O que fazer
Transcreva, do texto sobre os direitos da pessoa com TEA, a parte entre "Por Isadora Formenton" e "público, dentre outros.", incluindo esses dois trechos.

Trecho do documento
————
Por Isadora Formenton Vargas e Mariana Names Bettiol

Abril azul representa o mês da conscientização sobre o Transtorno do Espectro Autista (TEA)1, mostrando-se importante refletir sobre as mais diversas dimensões jurídicas de proteção da pessoa com TEA, reconhecido como deficiência pela Lei n. 12.764/2012 para todos os efeitos legais. 

Diante disso, ao mesmo tempo em que se pretende informar sobre alguns direitos da pessoa com TEA e também de direitos específicos destinados aos familiares e aos cuidadores, se busca, com isso, suscitar o debate sobre o papel do Direito Administrativo na promoção de uma sociedade mais justa e inclusiva, considerando que tais direitos se verificam em diversos âmbitos da relação cidadãos e Estado: educação, saúde, previdência, concurso público, serviço público, dentre outros.
————
Dados fornecidos
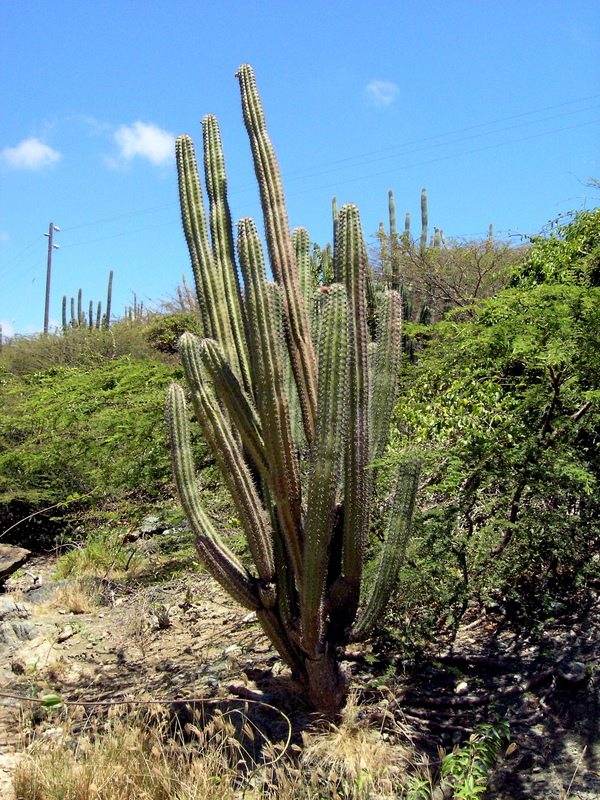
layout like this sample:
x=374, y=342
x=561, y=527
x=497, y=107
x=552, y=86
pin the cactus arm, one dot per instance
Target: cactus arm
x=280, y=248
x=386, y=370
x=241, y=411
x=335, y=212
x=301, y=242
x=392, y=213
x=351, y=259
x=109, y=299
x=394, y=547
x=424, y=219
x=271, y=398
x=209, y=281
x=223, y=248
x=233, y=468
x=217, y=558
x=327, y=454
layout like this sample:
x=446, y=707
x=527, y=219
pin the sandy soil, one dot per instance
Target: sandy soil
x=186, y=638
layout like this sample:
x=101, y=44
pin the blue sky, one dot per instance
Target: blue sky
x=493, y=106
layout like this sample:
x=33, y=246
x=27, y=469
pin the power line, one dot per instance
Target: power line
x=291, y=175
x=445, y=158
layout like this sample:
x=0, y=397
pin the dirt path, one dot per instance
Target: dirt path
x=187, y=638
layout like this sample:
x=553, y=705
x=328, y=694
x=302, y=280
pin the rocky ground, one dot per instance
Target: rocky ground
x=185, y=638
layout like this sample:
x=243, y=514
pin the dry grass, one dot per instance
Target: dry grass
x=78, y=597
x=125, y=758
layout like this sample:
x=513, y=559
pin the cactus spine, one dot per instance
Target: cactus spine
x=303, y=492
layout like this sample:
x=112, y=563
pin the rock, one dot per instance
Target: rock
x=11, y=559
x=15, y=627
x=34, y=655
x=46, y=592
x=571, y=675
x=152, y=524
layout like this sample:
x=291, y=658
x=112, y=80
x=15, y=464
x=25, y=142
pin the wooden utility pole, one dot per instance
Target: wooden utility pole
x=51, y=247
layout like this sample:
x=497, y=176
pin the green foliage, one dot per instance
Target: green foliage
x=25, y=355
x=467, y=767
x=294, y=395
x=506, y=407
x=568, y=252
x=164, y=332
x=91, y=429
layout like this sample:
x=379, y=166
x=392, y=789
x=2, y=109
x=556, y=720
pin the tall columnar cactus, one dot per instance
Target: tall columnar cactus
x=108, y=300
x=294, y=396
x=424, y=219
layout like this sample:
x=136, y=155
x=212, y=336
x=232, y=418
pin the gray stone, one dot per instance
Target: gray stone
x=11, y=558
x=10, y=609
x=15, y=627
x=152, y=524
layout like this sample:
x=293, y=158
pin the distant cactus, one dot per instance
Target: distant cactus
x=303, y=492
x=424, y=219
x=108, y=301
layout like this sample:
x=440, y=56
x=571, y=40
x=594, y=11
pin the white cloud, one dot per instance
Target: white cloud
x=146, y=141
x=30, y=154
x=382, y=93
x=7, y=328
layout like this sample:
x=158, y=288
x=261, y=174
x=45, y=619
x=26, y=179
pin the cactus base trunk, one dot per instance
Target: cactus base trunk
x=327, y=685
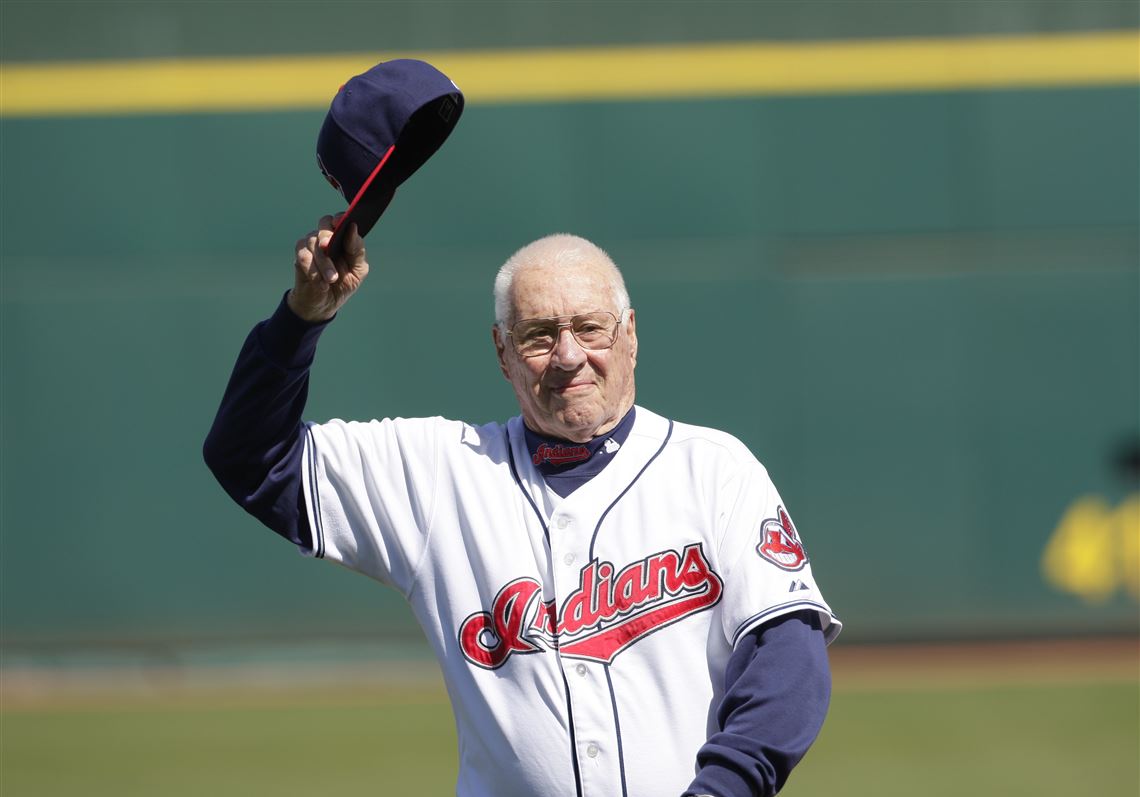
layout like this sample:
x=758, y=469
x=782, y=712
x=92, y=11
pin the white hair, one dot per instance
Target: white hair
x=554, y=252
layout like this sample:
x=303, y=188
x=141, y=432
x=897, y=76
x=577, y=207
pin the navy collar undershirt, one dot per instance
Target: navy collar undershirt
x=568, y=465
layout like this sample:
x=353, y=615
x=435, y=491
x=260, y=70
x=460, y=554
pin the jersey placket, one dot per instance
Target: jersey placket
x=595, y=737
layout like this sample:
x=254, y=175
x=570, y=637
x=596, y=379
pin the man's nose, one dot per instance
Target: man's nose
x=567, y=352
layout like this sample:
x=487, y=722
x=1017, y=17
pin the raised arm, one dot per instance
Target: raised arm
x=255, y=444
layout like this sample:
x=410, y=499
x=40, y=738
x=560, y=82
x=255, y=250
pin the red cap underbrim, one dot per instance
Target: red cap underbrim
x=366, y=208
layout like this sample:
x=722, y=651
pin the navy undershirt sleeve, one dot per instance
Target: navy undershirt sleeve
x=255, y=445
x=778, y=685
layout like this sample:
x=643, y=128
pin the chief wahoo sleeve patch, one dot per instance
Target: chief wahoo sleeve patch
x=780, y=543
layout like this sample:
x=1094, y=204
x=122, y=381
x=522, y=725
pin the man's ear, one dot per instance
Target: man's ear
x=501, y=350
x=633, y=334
————
Resultado
Por Isadora Formenton Vargas e Mariana Names Bettiol

Abril azul representa o mês da conscientização sobre o Transtorno do Espectro Autista (TEA)1, mostrando-se importante refletir sobre as mais diversas dimensões jurídicas de proteção da pessoa com TEA, reconhecido como deficiência pela Lei n. 12.764/2012 para todos os efeitos legais. 

Diante disso, ao mesmo tempo em que se pretende informar sobre alguns direitos da pessoa com TEA e também de direitos específicos destinados aos familiares e aos cuidadores, se busca, com isso, suscitar o debate sobre o papel do Direito Administrativo na promoção de uma sociedade mais justa e inclusiva, considerando que tais direitos se verificam em diversos âmbitos da relação cidadãos e Estado: educação, saúde, previdência, concurso público, serviço público, dentre outros.